Kean students examine the BCI headgear being used in their research.

Kean students Manuel Condado, Kingberli Capellan and Isabel Morais examine the BCI headgear being used in their research on cybersecurity.

Three Kean computer science students are studying the brains of high schoolers to determine the best way to teach cybersecurity awareness.

Using Brain-Computer Interface (BCI) technology, Kingberli Capellan, Isabel Morais and Manuel Condado — all seniors — will record the brain activity of high school students as they answer questions such as, “Do you think you are safe on the web?” and, “What are the risks associated with using public Wi-Fi?”

“We noticed that big-tech companies like Facebook and Instagram were being hacked, so we targeted the demographics of high school students because they need to learn cybersecurity awareness,” Condado said.

Kean students test the BCI headgear.
Being tested here, the BCI headgear will provide feedback as high school students fill out a questionnaire.

The ninth and 10th graders participating through Kean’s Project Adelante, a pre-college program for Latino high school students, will wear special noninvasive headgear as they respond to the confidential questions about internet use, cyber threats and personal practices. Information is transmitted to a computer, where their brain activity is then categorized.

“There are a lot of interesting things that go along with using BCI,” Morais said. “When the user is categorized as stressed or focused, we can see that, and we can figure out how we can use that information to help them better understand the concepts being taught.”

Students Isabel Morais, Manuel Condado and Kingberli Capellan with faculty mentor Patricia Morreale, Ph.D.
The students with their faculty mentor Patricia Morreale, Ph.D., executive director of the School of Computer Science.

The students received a $10,500 grant from the highly selective Computing Research Association Collaborative Research Experience for Undergraduates (CRA-CREU) program to conduct the research. They are working with Patricia Morreale, Ph.D., executive director of the School of Computer Science.

“We have always taught students about stranger danger, but we are going to see a lot more cybersecurity awareness in the curriculum,” Morreale said. “We want them to know how easy it is to be phished, hacked or be vulnerable. By having lessons that they are interested in, we hope to increase the overall cybersecurity awareness of young students.”

The students will collect data over 10 weeks this semester and start analyzing the data in the Spring 2019 semester.

“I think this research is a great start for grad school because I want to go into the field of cybersecurity,” said Capellan, who is applying now for master’s programs in computer science.

They will publish and share their findings at conferences and Kean’s Research Days.
* * * *
From the article above about the Kean students' cybersecurity research, extract the passage starting with "Using Brain-Computer Interface" and going on through "out a questionnaire.", copying it word for word.
* * * *
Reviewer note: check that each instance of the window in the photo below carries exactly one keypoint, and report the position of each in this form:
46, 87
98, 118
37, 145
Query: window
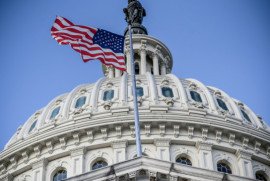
260, 176
222, 167
222, 104
55, 112
137, 69
245, 115
184, 161
99, 164
139, 91
195, 96
32, 126
80, 102
60, 175
108, 95
167, 92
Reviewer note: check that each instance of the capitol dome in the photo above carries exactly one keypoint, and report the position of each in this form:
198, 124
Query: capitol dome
189, 131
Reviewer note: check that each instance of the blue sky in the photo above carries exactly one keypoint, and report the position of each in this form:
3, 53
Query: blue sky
225, 44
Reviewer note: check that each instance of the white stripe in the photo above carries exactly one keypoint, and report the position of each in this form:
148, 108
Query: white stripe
107, 62
72, 33
98, 52
64, 22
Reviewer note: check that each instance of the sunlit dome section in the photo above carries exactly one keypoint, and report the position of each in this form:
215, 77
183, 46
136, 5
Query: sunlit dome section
189, 131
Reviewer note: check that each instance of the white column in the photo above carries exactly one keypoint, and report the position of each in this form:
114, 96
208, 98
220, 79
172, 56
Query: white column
77, 160
119, 150
155, 63
143, 57
205, 155
245, 164
117, 73
163, 148
38, 170
163, 68
128, 61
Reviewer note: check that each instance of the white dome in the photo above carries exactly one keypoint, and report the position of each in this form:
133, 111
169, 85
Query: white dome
178, 118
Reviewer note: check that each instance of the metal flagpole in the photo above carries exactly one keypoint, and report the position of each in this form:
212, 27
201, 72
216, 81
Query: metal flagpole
136, 114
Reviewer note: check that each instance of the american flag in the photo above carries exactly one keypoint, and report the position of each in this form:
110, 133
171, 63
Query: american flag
91, 43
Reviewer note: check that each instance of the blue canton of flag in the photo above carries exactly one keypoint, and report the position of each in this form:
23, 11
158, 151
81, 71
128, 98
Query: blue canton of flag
109, 40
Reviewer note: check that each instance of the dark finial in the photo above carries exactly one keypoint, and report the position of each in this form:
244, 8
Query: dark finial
134, 16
* * * *
▸ **Response for this exercise**:
Using Brain-Computer Interface (BCI) technology, Kingberli Capellan, Isabel Morais and Manuel Condado — all seniors — will record the brain activity of high school students as they answer questions such as, “Do you think you are safe on the web?” and, “What are the risks associated with using public Wi-Fi?”

“We noticed that big-tech companies like Facebook and Instagram were being hacked, so we targeted the demographics of high school students because they need to learn cybersecurity awareness,” Condado said.

Kean students test the BCI headgear.
Being tested here, the BCI headgear will provide feedback as high school students fill out a questionnaire.